[[ Records to use open ]]

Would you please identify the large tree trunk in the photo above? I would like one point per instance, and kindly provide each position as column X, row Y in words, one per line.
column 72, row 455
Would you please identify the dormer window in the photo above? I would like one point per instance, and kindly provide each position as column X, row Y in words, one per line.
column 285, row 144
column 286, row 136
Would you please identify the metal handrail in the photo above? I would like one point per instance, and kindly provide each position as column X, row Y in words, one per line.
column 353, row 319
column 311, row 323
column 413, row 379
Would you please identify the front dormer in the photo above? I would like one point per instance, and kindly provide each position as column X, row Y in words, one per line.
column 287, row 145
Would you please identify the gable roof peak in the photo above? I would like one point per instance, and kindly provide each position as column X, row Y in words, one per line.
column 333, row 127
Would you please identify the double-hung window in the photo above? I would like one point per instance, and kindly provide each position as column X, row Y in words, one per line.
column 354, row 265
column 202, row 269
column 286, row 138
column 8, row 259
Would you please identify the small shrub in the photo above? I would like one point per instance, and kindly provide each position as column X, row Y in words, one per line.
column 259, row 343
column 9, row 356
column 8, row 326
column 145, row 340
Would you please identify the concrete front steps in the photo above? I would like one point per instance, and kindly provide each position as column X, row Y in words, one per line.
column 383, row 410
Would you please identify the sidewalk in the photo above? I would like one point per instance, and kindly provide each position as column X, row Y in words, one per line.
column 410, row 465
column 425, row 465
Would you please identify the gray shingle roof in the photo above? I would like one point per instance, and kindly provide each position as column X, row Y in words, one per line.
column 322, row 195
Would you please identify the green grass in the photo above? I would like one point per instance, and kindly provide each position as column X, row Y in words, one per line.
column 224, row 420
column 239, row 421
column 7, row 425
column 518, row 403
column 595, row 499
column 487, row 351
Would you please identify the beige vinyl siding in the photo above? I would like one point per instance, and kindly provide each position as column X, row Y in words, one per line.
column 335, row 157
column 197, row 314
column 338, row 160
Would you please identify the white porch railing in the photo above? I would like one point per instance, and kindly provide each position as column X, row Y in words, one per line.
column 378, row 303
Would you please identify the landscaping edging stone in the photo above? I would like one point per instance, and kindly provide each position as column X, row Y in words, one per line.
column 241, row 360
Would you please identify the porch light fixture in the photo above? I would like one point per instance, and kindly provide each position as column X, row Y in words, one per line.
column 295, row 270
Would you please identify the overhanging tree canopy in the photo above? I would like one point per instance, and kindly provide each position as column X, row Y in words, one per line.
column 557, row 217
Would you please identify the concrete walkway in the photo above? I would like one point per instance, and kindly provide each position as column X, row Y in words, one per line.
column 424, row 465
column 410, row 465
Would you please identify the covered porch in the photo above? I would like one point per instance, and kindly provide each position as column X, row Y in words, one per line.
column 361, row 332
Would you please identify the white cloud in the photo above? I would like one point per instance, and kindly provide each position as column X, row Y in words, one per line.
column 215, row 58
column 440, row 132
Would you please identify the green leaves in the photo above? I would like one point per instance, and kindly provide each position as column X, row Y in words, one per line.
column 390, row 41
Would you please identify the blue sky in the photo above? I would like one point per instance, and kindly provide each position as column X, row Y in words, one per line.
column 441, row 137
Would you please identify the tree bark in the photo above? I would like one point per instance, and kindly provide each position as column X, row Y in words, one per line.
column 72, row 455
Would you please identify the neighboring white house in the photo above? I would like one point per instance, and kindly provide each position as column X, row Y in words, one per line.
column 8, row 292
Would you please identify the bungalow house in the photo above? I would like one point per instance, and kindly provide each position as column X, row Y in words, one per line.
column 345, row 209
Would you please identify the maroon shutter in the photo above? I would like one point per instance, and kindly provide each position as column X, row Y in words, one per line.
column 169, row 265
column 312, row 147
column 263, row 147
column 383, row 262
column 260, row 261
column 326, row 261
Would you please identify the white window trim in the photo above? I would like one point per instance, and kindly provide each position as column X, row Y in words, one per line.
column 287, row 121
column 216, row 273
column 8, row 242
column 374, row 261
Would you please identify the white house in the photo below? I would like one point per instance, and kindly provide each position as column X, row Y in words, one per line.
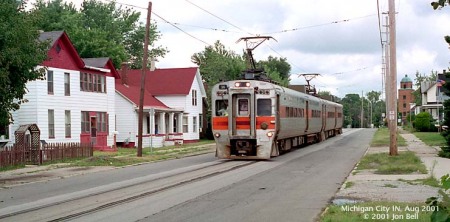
column 172, row 107
column 75, row 102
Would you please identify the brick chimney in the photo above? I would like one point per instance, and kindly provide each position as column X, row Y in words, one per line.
column 124, row 73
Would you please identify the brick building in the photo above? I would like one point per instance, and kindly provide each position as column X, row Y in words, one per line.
column 405, row 97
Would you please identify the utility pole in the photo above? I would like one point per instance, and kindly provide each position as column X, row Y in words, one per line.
column 386, row 70
column 362, row 109
column 144, row 70
column 393, row 81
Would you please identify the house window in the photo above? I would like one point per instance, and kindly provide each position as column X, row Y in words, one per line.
column 51, row 124
column 50, row 82
column 102, row 122
column 194, row 97
column 68, row 122
column 85, row 124
column 185, row 124
column 67, row 84
column 194, row 124
column 58, row 48
column 92, row 83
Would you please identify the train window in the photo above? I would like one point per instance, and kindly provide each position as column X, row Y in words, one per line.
column 264, row 107
column 243, row 107
column 221, row 108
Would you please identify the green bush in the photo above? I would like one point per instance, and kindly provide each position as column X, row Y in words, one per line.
column 424, row 122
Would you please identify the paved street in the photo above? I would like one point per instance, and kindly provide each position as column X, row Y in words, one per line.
column 293, row 187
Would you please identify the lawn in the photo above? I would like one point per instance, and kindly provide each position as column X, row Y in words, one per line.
column 404, row 163
column 431, row 138
column 381, row 138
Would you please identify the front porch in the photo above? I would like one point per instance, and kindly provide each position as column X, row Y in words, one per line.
column 162, row 127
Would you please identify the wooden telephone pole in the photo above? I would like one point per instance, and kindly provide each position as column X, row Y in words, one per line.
column 144, row 71
column 392, row 81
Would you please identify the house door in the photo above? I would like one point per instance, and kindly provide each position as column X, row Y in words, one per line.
column 94, row 130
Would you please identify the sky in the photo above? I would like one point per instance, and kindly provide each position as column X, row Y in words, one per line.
column 340, row 40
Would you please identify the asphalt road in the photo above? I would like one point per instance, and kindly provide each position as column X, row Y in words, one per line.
column 293, row 187
column 297, row 190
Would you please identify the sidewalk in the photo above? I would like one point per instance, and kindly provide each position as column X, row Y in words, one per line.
column 367, row 186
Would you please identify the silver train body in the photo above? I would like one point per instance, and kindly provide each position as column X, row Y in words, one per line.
column 254, row 119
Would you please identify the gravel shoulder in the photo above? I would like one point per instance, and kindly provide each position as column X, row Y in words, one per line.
column 364, row 185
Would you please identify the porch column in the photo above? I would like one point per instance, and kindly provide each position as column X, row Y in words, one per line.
column 180, row 123
column 162, row 123
column 152, row 121
column 170, row 122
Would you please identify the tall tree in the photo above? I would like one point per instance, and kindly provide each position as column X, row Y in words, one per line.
column 100, row 29
column 20, row 53
column 352, row 110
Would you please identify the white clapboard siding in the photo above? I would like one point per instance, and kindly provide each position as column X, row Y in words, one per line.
column 36, row 110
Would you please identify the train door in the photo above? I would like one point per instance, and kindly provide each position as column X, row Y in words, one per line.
column 307, row 116
column 242, row 114
column 324, row 117
column 335, row 117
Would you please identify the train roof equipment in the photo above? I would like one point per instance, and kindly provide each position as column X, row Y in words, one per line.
column 252, row 72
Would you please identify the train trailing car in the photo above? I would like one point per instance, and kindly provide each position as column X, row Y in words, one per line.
column 255, row 119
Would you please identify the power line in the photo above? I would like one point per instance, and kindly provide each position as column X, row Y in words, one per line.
column 180, row 29
column 217, row 17
column 318, row 25
column 163, row 19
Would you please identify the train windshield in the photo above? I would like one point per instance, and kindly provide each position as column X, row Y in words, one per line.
column 264, row 107
column 221, row 108
column 243, row 107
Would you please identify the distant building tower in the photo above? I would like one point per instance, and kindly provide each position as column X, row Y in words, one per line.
column 405, row 97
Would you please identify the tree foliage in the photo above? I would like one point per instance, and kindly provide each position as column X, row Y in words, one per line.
column 100, row 29
column 20, row 53
column 352, row 110
column 440, row 4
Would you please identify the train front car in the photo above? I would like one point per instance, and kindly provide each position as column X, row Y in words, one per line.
column 243, row 119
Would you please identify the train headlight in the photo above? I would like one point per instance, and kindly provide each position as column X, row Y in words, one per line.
column 264, row 125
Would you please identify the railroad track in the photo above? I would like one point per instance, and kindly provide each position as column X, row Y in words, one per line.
column 83, row 203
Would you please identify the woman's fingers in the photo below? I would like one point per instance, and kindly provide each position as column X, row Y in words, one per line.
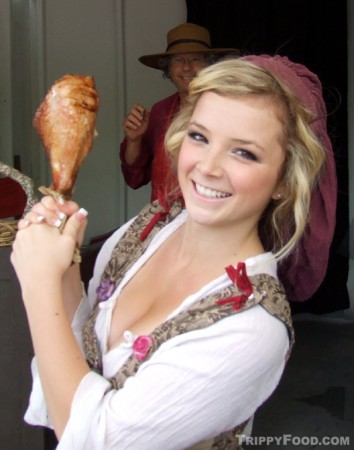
column 50, row 211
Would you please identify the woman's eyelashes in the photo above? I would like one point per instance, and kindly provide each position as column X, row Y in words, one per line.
column 245, row 154
column 196, row 136
column 240, row 152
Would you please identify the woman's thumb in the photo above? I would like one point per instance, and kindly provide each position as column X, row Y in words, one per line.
column 75, row 225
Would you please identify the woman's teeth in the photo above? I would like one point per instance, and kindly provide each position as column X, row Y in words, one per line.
column 210, row 193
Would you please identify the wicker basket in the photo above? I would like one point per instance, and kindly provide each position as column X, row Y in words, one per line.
column 8, row 227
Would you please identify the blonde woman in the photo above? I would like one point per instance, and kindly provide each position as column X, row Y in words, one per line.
column 185, row 330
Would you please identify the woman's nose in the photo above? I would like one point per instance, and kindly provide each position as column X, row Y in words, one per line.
column 211, row 164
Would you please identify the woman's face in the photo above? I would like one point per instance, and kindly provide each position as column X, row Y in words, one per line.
column 231, row 159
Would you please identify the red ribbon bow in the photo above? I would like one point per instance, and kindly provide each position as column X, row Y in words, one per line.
column 240, row 278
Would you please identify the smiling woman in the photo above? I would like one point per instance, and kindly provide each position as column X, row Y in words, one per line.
column 186, row 329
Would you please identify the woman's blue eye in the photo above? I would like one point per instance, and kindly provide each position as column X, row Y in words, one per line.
column 246, row 154
column 197, row 136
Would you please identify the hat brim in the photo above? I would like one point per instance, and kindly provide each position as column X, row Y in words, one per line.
column 153, row 60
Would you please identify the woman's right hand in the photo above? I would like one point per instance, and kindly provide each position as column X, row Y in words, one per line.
column 136, row 122
column 40, row 249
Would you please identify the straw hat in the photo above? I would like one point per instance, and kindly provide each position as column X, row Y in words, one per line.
column 185, row 38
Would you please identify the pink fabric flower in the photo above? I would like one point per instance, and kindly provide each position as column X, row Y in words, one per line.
column 141, row 347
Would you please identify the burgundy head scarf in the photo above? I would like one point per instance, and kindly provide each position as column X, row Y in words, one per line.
column 303, row 271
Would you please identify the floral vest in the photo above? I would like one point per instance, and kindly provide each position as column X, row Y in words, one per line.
column 244, row 293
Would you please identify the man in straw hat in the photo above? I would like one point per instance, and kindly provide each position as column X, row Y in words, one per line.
column 142, row 152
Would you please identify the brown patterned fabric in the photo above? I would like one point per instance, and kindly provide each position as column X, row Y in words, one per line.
column 267, row 292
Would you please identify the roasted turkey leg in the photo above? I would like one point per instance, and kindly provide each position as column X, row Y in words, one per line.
column 65, row 122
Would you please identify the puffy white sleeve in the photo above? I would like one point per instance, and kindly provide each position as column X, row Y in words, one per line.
column 36, row 413
column 194, row 387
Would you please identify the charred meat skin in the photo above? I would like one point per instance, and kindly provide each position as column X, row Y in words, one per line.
column 66, row 124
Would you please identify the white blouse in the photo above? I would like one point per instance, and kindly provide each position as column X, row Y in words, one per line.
column 195, row 386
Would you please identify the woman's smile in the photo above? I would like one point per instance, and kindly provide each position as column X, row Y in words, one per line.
column 209, row 192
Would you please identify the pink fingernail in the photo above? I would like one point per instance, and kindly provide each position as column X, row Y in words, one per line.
column 82, row 213
column 57, row 223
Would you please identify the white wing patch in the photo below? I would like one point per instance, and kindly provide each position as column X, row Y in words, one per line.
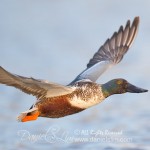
column 95, row 71
column 59, row 91
column 80, row 103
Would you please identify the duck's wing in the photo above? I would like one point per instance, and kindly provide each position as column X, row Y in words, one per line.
column 111, row 52
column 39, row 88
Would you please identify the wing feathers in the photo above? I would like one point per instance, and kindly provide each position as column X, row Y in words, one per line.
column 111, row 51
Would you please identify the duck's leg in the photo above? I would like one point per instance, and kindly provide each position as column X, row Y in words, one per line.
column 29, row 115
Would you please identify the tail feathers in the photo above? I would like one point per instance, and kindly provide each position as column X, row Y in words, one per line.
column 29, row 115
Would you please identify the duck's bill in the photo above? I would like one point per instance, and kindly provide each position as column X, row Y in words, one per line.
column 133, row 89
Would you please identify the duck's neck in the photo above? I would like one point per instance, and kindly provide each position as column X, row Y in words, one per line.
column 110, row 88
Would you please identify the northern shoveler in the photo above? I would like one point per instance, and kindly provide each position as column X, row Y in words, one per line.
column 55, row 100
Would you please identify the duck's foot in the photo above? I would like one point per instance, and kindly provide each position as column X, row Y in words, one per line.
column 29, row 115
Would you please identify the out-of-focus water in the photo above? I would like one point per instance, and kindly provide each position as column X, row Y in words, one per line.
column 54, row 40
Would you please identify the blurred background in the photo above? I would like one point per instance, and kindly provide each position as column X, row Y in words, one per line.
column 54, row 40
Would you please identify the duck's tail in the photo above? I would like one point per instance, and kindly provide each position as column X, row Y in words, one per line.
column 29, row 115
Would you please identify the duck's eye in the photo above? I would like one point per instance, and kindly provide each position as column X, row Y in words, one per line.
column 119, row 82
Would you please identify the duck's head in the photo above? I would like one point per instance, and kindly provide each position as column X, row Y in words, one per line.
column 119, row 86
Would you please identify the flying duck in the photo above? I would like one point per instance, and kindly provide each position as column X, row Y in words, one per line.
column 56, row 100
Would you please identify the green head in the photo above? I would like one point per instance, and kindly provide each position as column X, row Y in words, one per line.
column 119, row 86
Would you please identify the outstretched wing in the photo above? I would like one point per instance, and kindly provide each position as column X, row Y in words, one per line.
column 111, row 52
column 39, row 88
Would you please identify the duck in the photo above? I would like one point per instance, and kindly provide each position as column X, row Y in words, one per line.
column 55, row 100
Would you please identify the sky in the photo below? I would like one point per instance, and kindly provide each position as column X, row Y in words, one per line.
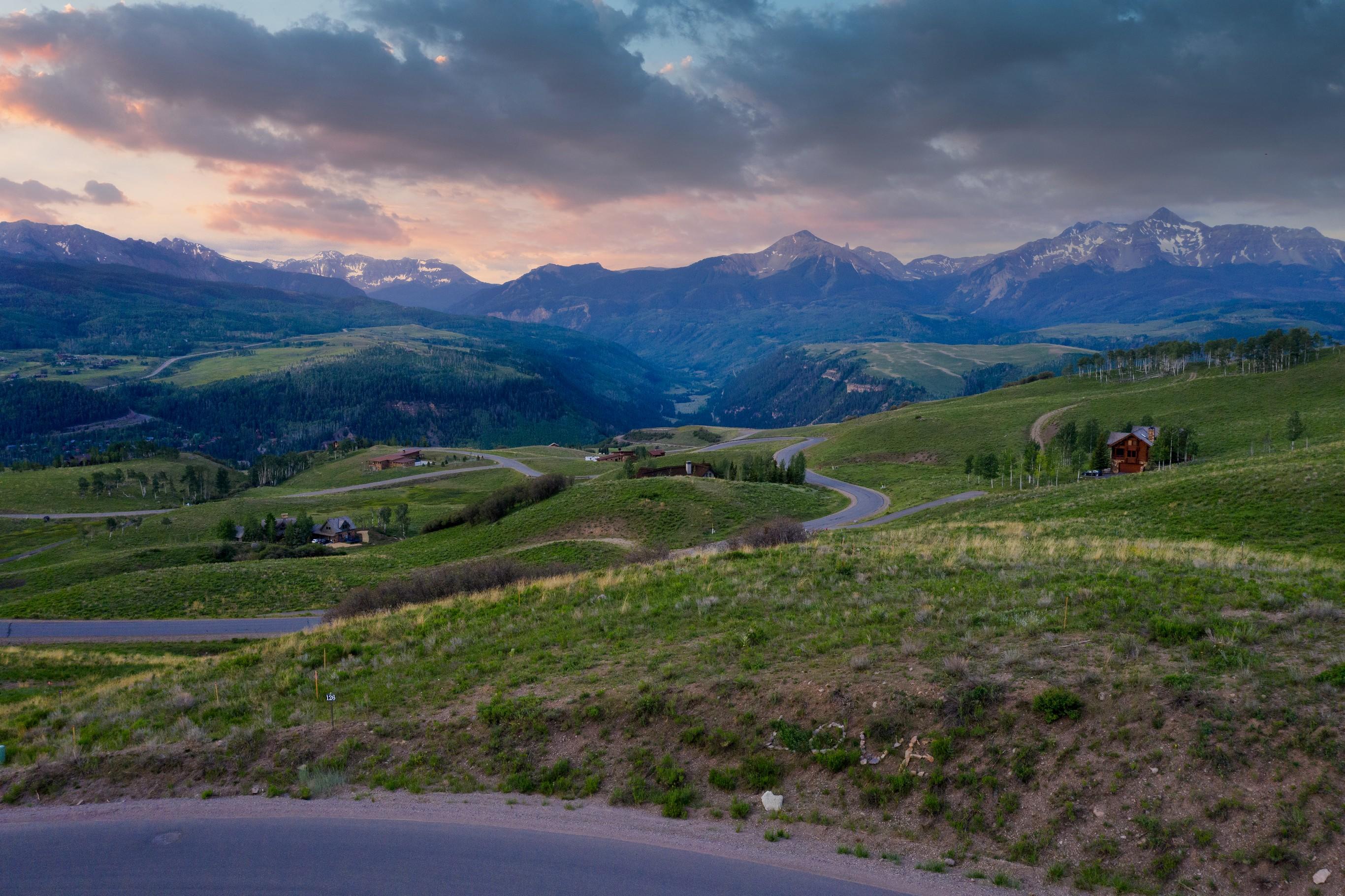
column 501, row 135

[[ Records to use closed ]]

» **Task item**:
Once the line containing "Would you please identify the outstretched" is found in the records above, it and every line after it up to the last must be repeated exactly, without pictures.

» **Solution to this problem**:
Would you please identify the outstretched wing in the photo above? I would like one point per instance, and kindly provide each position as column X, row Y in words, one per line.
column 111, row 52
column 39, row 88
Would you please identify the duck in the photo above? I would like one point per instance, and kindly provide each position as column X, row Y in words, one per line.
column 55, row 100
Would you please identify the sky in the photo below? I would like one point per instance, and kindly provide each position as column X, row Y in words, one per line.
column 501, row 135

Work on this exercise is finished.